**Directive**.
Copy word for word every line of the entries below, starting at the line containing "find the red led screen background" and continuing through the final line of the entries.

* * *

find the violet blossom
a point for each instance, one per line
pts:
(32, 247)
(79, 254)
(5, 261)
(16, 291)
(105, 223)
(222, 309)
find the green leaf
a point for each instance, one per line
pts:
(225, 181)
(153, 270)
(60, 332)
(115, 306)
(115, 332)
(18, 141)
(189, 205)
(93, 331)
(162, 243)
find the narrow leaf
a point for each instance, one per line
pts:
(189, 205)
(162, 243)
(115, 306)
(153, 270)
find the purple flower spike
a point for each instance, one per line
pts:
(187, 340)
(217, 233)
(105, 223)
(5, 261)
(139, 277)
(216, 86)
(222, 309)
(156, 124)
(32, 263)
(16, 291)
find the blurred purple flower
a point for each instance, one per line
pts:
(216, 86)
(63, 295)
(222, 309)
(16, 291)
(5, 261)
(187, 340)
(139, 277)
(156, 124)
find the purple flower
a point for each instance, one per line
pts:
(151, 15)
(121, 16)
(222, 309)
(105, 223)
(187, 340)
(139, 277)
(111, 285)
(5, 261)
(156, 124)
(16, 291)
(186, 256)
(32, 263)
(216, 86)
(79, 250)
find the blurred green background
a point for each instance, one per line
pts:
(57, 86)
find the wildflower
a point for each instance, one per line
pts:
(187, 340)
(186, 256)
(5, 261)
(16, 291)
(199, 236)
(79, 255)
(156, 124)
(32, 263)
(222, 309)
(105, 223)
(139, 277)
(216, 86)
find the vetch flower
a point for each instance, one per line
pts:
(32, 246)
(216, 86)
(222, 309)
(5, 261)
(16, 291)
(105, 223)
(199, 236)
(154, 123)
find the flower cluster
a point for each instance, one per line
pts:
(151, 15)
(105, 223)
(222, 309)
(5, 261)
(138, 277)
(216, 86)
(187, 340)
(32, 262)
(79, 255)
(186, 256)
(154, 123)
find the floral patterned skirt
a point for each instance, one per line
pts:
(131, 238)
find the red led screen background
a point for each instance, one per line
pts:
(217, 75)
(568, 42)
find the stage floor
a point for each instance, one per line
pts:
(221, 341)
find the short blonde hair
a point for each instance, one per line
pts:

* * *

**Exercise response**.
find the red led screen background
a point for each instance, one per line
pts:
(217, 75)
(568, 42)
find the stage floor
a point for each instance, one per line
pts:
(221, 341)
find the short blonde hair
a point for each instance, one per line
pts:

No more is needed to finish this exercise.